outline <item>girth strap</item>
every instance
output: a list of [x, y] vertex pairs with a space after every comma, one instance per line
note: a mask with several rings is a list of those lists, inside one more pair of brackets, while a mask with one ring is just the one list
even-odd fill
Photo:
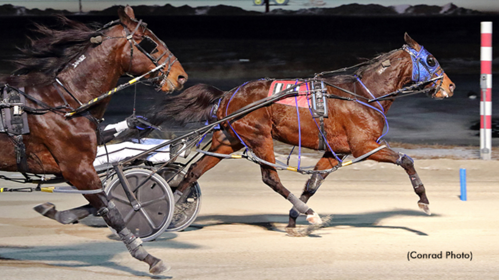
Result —
[[26, 146], [22, 142], [22, 135], [13, 136], [12, 139], [14, 140], [15, 163], [17, 166], [17, 171], [22, 173], [27, 173], [29, 172], [27, 156], [26, 155]]
[[324, 129], [324, 118], [320, 117], [319, 118], [319, 127], [320, 130], [319, 131], [319, 150], [326, 150], [327, 147], [326, 145], [326, 139], [327, 134]]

**TASK PROMPT**
Render every line of the entries above as a numbered list, skipping blank lines and leaving out the pictures.

**RESPONSE BELOW**
1. outline <item>girth strap</item>
2. every instance
3. output: a list of [x, y] vertex pairs with a space after every comma, one instance per line
4. note: a mask with several rings is a list of those lists, inside one more pair of brackets, while a mask with one ring is just the one list
5. even-odd fill
6. Photo:
7. Result —
8. [[26, 146], [22, 142], [22, 135], [13, 136], [12, 139], [14, 140], [15, 163], [17, 166], [17, 171], [22, 173], [27, 173], [29, 172], [27, 156], [26, 155]]
9. [[324, 129], [324, 118], [320, 117], [319, 118], [319, 127], [320, 130], [319, 131], [319, 150], [326, 150], [327, 147], [326, 145], [326, 139], [327, 134]]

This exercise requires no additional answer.